» Data for the task
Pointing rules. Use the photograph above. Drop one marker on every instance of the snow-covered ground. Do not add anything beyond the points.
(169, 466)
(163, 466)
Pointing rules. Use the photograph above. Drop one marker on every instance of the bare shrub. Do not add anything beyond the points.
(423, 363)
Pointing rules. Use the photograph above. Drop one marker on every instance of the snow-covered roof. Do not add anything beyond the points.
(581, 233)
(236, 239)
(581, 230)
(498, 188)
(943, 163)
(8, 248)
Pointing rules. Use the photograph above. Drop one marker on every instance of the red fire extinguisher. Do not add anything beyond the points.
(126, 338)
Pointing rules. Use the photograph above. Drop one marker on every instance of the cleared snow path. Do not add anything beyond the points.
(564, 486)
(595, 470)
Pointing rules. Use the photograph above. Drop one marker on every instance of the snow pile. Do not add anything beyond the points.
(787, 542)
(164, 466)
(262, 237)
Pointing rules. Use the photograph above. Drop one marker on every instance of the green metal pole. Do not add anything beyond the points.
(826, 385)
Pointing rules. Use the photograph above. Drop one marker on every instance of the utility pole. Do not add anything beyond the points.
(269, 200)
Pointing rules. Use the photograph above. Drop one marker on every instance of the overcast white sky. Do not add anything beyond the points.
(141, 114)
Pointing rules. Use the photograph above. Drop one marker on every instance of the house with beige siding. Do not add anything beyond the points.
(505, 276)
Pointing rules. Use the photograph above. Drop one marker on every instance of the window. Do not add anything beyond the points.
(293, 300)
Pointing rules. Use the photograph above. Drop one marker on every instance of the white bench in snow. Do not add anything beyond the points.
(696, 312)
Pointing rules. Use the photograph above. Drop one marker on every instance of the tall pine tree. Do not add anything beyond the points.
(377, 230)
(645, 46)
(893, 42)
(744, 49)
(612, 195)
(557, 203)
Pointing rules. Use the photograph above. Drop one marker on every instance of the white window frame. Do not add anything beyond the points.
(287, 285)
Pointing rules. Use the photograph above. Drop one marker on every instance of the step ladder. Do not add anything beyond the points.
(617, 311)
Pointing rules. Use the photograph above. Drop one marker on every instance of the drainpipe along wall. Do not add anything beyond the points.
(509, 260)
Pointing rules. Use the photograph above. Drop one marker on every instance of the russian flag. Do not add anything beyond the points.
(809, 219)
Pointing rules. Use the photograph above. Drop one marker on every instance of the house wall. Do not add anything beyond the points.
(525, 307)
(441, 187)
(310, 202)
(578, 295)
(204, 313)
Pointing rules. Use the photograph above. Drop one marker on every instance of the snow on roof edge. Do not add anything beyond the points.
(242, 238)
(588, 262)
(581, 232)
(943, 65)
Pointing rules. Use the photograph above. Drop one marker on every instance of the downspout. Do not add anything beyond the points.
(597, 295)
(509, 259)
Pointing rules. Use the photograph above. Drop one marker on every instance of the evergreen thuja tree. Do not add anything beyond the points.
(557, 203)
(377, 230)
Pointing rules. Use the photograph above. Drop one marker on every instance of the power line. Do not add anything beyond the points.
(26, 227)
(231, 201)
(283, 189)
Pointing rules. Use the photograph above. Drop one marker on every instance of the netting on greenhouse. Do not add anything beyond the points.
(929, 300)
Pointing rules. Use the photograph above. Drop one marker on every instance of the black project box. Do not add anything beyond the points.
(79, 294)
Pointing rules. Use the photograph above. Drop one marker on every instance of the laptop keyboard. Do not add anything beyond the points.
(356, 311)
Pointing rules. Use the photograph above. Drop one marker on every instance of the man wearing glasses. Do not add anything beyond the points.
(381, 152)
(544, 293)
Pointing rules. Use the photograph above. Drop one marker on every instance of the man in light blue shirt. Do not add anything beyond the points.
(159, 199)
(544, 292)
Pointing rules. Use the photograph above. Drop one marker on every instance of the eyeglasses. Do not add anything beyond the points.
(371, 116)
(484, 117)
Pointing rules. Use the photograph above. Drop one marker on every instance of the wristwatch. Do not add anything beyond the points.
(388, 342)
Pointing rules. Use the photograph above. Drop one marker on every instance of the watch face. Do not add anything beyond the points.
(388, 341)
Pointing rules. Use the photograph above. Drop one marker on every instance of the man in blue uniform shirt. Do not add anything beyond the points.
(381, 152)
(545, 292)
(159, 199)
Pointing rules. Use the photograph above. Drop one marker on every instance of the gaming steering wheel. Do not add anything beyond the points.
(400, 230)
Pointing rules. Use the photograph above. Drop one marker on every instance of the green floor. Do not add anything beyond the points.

» Problem details
Begin at the line that contains "eyeglasses. Do not add anything beyond the points." and stop after the last line above. Give those lines as a JSON list of strings, one string per line, with blank lines left out.

» Task solution
[
  "Pointing rules. Use the photograph above. Drop one marker on every instance of the eyeglasses. Do not add anything beyond the points.",
  "(371, 116)",
  "(484, 117)",
  "Pointing rules. Use the photograph above. Drop one marker on every instance of the wristwatch. Do not add anything beyond the points.",
  "(388, 342)",
  "Pointing rules. Use the photograph above. Drop one marker on every instance of the watch face. Do not add anything beyond the points.",
  "(388, 341)",
  "Pointing rules. Use the photograph above. Drop one marker on every instance of the man in blue uniform shirt. Do not add anything beyond the points.",
  "(381, 152)",
  "(545, 292)",
  "(159, 199)",
  "Pointing rules. Use the photograph above. Drop one marker on every instance of the gaming steering wheel. Do not add anything beyond the points.",
  "(400, 230)",
  "Pointing rules. Use the photograph above. Drop one marker on every instance of the green floor. Do not add anything beyond the points."
]